**Job a**
Can you sum up the excerpt on the aggregation protocol and its mobility models in two sentences?

**Excerpt**
⟨

The objective of the protocol is to compute a duplicate insensitive aggregate of the state of nodes in a MANET. The aggregate could be initiated by any of the nodes in the MANET or by a special static node such as a base station that is connected to the rest of the nodes. The aggregate needs to be disseminated to all nodes in the network. The protocol could be invoked in a oneshot or periodic aggregation mode.
3.2 Mobility model
We consider 3 different mobility models for our evaluations.

The first is a random direction mobility model (with reflection) [32, 33] for the nodes. This is a special case of the random walk mobility model [34]. In this mobility model, at each interval a node picks a random direction uniformly in the range [0,2π] and moves with a constant speed that is randomly chosen in the range [v_{ l },v_{ h }]. At the end of each interval, a new direction and speed are calculated. If the node hits a boundary, the direction is reversed. Motion of the nodes is independent of each other. An important characteristic of this mobility model is that it preserves the uniformity of node distribution: given that at time t=0 the position and orientation of users are independent and uniform, they remain uniformly distributed for all times t>0 provided the users move independently of each other [31, 33].

The second is random waypoint mobility model. Here, each mobile node randomly selects one location in the simulation area and then travels towards this destination with constant velocity chosen randomly from [v_{ l },v_{ h }] [34]. Upon reaching the destination, the node stops for a duration defined by the pause time. After this duration, it again chooses another random destination and the process is repeated. We set the pause time to 2 s between successive changes.

The third is Gauss Markov mobility model. In this model, the velocity of mobile node is assumed to be correlated over time and modeled as a GaussMarkov stochastic process [34]. We set the temporal dependence parameter α=0.75. Velocity and direction are changed every 1 s in the Gauss Markov Model.

⟩

**Recorded information**
⟨

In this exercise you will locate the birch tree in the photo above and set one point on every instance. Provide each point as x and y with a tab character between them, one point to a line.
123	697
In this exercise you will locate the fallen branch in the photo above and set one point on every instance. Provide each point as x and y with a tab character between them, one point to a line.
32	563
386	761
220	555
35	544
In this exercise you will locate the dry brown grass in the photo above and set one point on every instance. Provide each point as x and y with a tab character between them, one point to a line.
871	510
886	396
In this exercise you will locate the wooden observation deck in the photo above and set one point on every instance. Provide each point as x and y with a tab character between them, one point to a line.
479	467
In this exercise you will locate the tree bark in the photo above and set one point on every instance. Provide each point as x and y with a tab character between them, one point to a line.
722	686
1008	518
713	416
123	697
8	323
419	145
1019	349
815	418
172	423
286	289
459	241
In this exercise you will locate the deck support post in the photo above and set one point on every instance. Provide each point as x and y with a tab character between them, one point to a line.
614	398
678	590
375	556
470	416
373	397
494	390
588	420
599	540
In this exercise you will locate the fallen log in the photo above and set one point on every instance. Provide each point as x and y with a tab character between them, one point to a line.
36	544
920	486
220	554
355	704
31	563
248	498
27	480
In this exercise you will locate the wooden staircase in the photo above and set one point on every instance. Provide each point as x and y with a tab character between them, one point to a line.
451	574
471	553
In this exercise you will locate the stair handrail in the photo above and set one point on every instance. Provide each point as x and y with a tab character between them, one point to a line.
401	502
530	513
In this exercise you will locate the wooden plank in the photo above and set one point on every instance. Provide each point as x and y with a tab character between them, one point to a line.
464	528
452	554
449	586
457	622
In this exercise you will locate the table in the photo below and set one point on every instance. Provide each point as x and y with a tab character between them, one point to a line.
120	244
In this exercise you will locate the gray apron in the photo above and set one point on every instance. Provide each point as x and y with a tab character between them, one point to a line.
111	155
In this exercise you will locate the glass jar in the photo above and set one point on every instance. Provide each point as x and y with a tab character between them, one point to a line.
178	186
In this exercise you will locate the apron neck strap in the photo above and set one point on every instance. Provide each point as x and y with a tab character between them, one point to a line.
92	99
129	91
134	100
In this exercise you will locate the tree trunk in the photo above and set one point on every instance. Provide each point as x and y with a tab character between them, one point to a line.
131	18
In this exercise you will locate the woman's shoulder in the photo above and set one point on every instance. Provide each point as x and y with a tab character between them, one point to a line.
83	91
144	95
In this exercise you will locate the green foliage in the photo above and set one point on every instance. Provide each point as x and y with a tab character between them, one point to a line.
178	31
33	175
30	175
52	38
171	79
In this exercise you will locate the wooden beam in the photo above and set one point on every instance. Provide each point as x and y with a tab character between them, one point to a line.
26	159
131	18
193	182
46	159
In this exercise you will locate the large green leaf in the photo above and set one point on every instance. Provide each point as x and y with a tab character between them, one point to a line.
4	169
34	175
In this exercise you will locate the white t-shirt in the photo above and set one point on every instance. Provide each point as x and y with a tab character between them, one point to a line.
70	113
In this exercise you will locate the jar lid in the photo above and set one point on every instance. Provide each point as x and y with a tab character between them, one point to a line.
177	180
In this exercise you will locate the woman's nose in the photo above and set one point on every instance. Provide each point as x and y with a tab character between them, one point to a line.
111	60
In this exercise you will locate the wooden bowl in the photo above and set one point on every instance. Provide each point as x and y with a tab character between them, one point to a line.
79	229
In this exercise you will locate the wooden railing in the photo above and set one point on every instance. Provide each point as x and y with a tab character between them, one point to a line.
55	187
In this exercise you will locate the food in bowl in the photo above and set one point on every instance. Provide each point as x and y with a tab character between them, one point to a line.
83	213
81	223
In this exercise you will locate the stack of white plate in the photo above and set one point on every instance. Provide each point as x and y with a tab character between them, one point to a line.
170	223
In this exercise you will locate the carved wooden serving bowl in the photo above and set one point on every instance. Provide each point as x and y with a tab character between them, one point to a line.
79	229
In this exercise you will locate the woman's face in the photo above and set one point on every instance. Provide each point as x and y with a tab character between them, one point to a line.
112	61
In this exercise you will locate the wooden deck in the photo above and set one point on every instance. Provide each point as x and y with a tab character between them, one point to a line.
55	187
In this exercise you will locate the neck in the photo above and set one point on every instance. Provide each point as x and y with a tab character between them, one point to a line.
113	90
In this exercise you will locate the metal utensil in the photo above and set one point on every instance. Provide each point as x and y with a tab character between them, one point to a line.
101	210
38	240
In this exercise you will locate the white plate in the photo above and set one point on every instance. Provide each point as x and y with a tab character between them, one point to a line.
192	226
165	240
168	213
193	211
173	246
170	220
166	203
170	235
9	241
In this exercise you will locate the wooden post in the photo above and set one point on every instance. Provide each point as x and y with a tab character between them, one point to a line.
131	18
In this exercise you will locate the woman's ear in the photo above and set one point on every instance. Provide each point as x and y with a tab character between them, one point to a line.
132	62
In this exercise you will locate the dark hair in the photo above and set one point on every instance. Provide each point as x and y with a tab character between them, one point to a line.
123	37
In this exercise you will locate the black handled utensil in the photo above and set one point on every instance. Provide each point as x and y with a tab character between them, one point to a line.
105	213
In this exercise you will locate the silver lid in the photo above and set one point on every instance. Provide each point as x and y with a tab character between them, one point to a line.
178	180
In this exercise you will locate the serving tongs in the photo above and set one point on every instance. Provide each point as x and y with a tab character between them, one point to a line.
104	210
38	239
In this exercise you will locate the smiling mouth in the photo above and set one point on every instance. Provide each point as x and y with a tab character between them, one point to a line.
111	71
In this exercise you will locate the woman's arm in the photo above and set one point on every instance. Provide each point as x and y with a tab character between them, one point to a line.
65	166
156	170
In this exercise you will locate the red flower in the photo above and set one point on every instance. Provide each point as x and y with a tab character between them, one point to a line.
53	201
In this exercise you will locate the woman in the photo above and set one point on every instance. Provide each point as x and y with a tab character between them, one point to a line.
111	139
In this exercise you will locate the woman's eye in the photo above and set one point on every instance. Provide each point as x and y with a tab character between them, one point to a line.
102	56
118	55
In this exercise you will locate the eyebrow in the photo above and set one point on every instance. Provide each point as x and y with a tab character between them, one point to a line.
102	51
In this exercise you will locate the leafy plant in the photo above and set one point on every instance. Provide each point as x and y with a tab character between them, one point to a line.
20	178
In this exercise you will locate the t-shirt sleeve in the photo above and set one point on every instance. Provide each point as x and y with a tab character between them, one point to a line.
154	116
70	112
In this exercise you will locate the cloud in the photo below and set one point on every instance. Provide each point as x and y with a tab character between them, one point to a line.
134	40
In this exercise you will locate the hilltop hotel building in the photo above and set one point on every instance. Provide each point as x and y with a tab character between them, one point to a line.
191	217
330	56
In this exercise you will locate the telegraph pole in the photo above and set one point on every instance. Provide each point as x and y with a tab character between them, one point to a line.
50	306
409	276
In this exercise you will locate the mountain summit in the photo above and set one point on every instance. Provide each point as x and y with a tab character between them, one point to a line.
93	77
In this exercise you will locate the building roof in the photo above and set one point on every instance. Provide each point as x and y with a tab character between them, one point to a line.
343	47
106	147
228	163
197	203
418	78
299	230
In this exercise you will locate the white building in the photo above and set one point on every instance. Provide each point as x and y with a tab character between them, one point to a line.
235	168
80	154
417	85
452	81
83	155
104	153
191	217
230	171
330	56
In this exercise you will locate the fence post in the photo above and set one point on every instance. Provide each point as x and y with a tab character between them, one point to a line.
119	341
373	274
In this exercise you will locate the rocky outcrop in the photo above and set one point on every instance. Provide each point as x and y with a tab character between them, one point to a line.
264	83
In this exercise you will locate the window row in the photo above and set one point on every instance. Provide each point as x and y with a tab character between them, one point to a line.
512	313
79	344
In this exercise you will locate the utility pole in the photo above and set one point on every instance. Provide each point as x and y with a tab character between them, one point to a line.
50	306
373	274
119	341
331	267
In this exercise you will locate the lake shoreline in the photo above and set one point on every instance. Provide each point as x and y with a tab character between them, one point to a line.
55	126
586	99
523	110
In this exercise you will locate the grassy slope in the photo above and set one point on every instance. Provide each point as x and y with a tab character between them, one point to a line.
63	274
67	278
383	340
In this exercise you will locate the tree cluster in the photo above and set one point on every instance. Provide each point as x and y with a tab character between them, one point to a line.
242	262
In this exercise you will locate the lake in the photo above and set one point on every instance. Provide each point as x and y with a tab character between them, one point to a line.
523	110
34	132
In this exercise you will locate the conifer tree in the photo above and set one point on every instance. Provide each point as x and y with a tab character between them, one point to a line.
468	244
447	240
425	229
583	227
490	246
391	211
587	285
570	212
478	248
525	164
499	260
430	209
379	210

⟩

**Job b**
Which lines in the entries contain the string "apron"? Report each of those lines in full, and note that case counts.

**Exercise solution a**
The protocol computes a duplicate insensitive aggregate of node state in a MANET: any node or a special static node such as a base station can initiate it, the result must be disseminated to all nodes, and it can run in oneshot or periodic mode. Three mobility models are used for the evaluations: a random direction model with reflection, a random waypoint model with a pause time of 2 s, and a Gauss Markov model with a temporal dependence parameter of α=0.75.

**Exercise solution b**
In this exercise you will locate the gray apron in the photo above and set one point on every instance. Provide each point as x and y with a tab character between them, one point to a line.
In this exercise you will locate the apron neck strap in the photo above and set one point on every instance. Provide each point as x and y with a tab character between them, one point to a line.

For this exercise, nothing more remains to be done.